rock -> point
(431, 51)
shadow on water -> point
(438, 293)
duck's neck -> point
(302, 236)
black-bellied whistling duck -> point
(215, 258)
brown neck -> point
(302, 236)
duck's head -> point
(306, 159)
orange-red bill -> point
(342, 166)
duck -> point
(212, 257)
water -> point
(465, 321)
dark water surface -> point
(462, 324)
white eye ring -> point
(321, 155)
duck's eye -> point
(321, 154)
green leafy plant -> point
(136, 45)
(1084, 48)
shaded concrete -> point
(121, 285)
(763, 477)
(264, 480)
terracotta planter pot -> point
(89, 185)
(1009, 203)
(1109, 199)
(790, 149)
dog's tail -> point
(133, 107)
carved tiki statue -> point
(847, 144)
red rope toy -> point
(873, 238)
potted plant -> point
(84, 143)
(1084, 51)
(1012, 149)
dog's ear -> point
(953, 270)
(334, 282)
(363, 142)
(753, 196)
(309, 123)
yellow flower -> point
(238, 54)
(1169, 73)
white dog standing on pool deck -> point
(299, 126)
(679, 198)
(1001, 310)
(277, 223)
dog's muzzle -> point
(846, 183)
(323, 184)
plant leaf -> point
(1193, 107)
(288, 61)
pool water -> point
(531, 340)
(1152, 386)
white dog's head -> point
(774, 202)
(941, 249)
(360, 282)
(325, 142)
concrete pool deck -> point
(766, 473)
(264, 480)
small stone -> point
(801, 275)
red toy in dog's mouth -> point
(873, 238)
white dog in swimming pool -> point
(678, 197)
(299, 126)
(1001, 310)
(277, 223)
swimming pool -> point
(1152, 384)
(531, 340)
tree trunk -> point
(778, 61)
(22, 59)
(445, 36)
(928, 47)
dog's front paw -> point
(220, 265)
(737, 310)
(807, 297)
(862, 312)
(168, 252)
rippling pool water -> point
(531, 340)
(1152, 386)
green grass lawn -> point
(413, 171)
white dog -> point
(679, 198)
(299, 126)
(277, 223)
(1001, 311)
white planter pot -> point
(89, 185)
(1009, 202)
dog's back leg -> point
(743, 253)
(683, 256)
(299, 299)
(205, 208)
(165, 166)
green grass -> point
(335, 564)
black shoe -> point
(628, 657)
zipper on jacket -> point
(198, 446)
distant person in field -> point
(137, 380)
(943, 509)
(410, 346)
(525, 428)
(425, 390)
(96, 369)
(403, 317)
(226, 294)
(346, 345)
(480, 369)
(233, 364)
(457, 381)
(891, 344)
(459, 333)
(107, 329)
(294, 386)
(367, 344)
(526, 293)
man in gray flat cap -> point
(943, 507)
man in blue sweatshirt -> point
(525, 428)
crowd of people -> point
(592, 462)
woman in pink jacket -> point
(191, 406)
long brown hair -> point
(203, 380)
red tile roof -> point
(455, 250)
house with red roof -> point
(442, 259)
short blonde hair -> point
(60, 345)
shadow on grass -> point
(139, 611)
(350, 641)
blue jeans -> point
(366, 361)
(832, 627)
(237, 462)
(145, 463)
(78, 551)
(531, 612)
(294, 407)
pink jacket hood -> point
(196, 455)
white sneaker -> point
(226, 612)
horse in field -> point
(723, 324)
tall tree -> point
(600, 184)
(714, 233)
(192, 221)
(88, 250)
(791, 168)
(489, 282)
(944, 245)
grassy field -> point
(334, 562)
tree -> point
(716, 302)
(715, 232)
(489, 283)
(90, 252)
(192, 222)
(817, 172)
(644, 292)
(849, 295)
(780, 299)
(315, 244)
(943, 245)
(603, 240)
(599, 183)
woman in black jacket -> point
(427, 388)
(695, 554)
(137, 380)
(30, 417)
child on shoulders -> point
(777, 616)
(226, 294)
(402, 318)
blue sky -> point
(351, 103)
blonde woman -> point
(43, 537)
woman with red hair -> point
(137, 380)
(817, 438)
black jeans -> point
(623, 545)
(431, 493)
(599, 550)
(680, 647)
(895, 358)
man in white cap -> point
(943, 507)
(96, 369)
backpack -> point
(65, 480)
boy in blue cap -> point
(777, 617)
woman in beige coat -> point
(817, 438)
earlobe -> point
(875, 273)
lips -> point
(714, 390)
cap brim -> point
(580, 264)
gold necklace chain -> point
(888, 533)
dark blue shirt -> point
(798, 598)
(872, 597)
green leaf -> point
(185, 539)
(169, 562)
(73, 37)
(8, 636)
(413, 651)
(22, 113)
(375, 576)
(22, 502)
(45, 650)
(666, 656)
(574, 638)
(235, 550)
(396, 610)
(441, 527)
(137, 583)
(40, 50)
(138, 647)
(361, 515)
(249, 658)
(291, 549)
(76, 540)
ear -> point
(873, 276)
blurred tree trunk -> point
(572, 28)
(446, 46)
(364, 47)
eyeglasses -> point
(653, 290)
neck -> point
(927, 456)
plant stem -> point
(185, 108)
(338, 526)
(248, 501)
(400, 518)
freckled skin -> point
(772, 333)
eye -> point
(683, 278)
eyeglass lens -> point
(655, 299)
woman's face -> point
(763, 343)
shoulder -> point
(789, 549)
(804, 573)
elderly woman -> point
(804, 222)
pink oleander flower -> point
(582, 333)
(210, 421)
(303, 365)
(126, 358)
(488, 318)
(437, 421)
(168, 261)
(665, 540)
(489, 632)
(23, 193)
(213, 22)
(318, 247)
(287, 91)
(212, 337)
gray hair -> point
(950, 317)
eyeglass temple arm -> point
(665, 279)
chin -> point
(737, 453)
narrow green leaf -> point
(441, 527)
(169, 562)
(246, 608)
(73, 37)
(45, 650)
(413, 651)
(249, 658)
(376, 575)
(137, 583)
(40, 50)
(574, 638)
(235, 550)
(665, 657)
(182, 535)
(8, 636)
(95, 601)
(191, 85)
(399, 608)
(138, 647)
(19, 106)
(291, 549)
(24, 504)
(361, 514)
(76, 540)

Task instructions: Your task is to return the full listing exactly as it was given.

Exercise solution:
rock -> point
(431, 51)
shadow on water -> point
(438, 293)
duck's neck -> point
(302, 236)
black-bellied whistling duck -> point
(215, 258)
brown neck -> point
(302, 236)
duck's head -> point
(306, 159)
orange-red bill -> point
(342, 166)
duck -> point
(212, 257)
water -> point
(465, 321)
dark water surface -> point
(462, 324)
white eye ring -> point
(321, 155)
duck's eye -> point
(321, 154)
green leafy plant -> point
(136, 45)
(1084, 48)
shaded concrete -> point
(121, 285)
(763, 477)
(264, 480)
terracotta planter pot -> point
(89, 185)
(1009, 203)
(1109, 199)
(790, 149)
dog's tail -> point
(133, 107)
carved tiki statue -> point
(847, 144)
red rope toy -> point
(873, 238)
potted plant -> point
(84, 143)
(1084, 51)
(1012, 149)
dog's ear -> point
(953, 270)
(334, 282)
(363, 142)
(753, 196)
(309, 123)
yellow flower -> point
(238, 54)
(1169, 73)
white dog standing on pool deck -> point
(299, 126)
(679, 198)
(1001, 310)
(277, 223)
dog's muzzle -> point
(846, 183)
(323, 184)
plant leaf -> point
(1193, 107)
(288, 61)
pool water -> point
(531, 340)
(1152, 386)
white dog's head -> point
(774, 202)
(941, 249)
(360, 282)
(325, 142)
concrete pool deck -> point
(766, 473)
(264, 480)
small stone -> point
(801, 275)
red toy in dog's mouth -> point
(873, 238)
white dog in swimming pool -> point
(678, 197)
(299, 126)
(1001, 310)
(277, 223)
swimming pool -> point
(1152, 384)
(531, 340)
tree trunk -> point
(778, 61)
(22, 59)
(445, 36)
(928, 47)
dog's front paw -> point
(220, 265)
(737, 310)
(807, 297)
(862, 312)
(168, 252)
rippling pool water -> point
(531, 340)
(1152, 386)
green grass lawn -> point
(413, 171)
white dog -> point
(679, 198)
(299, 126)
(277, 223)
(1001, 311)
white planter pot -> point
(89, 185)
(1009, 202)
dog's back leg -> point
(743, 253)
(683, 256)
(299, 299)
(205, 208)
(165, 166)
green grass -> point
(335, 564)
black shoe -> point
(628, 657)
zipper on jacket -> point
(198, 446)
distant person in field -> point
(137, 380)
(943, 509)
(410, 346)
(525, 428)
(425, 390)
(96, 369)
(403, 317)
(226, 294)
(346, 345)
(480, 369)
(233, 364)
(457, 381)
(891, 344)
(459, 333)
(107, 329)
(294, 386)
(367, 344)
(526, 293)
man in gray flat cap -> point
(943, 507)
man in blue sweatshirt -> point
(525, 428)
crowd of people -> point
(592, 462)
woman in pink jacket -> point
(191, 406)
long brown hair -> point
(203, 380)
red tile roof -> point
(455, 250)
house with red roof -> point
(442, 259)
short blonde hair -> point
(60, 345)
shadow on grass -> point
(139, 611)
(350, 641)
blue jeans -> point
(366, 361)
(832, 627)
(237, 462)
(145, 463)
(78, 551)
(531, 612)
(294, 407)
pink jacket hood -> point
(196, 455)
white sneaker -> point
(226, 612)
horse in field -> point
(723, 324)
tall tree -> point
(600, 184)
(714, 233)
(192, 221)
(88, 250)
(791, 168)
(489, 282)
(944, 245)
grassy field -> point
(334, 562)
tree -> point
(716, 302)
(715, 232)
(489, 283)
(90, 252)
(192, 222)
(817, 172)
(644, 292)
(849, 295)
(780, 299)
(315, 244)
(943, 245)
(603, 240)
(599, 183)
woman in black jacket -> point
(427, 388)
(695, 554)
(137, 380)
(30, 417)
child on shoulders -> point
(777, 616)
(226, 294)
(402, 318)
blue sky -> point
(351, 103)
blonde woman -> point
(43, 537)
woman with red hair -> point
(137, 380)
(817, 438)
black jeans -> point
(623, 545)
(431, 493)
(599, 550)
(680, 647)
(895, 358)
man in white cap -> point
(943, 507)
(96, 369)
backpack -> point
(65, 480)
boy in blue cap -> point
(777, 617)
woman in beige coat -> point
(817, 438)
earlobe -> point
(875, 273)
lips -> point
(714, 390)
cap brim -> point
(580, 264)
gold necklace chain -> point
(888, 533)
dark blue shirt -> point
(798, 598)
(872, 597)
green leaf -> point
(185, 539)
(169, 562)
(73, 37)
(8, 636)
(413, 651)
(22, 113)
(375, 576)
(22, 502)
(45, 650)
(666, 656)
(574, 638)
(235, 550)
(396, 610)
(441, 527)
(137, 583)
(40, 50)
(138, 647)
(361, 515)
(249, 658)
(291, 549)
(76, 540)
ear -> point
(873, 276)
blurred tree trunk -> point
(572, 28)
(446, 46)
(364, 47)
eyeglasses -> point
(653, 290)
neck -> point
(927, 456)
plant stem -> point
(185, 108)
(338, 526)
(248, 501)
(400, 518)
freckled skin -> point
(772, 333)
eye -> point
(683, 278)
eyeglass lens -> point
(655, 299)
woman's face -> point
(763, 343)
shoulder -> point
(789, 549)
(804, 573)
elderly woman -> point
(804, 222)
pink oleander flower -> point
(582, 333)
(210, 421)
(303, 365)
(126, 358)
(488, 318)
(437, 421)
(168, 261)
(665, 540)
(489, 632)
(23, 193)
(213, 22)
(318, 247)
(287, 91)
(212, 337)
gray hair -> point
(950, 317)
eyeglass temple arm -> point
(665, 279)
chin -> point
(737, 453)
narrow green leaf -> point
(441, 527)
(169, 562)
(246, 608)
(73, 37)
(45, 650)
(413, 651)
(249, 658)
(376, 575)
(137, 583)
(40, 50)
(574, 638)
(235, 550)
(665, 657)
(182, 535)
(8, 636)
(95, 601)
(191, 85)
(399, 608)
(138, 647)
(19, 106)
(291, 549)
(24, 504)
(361, 514)
(76, 540)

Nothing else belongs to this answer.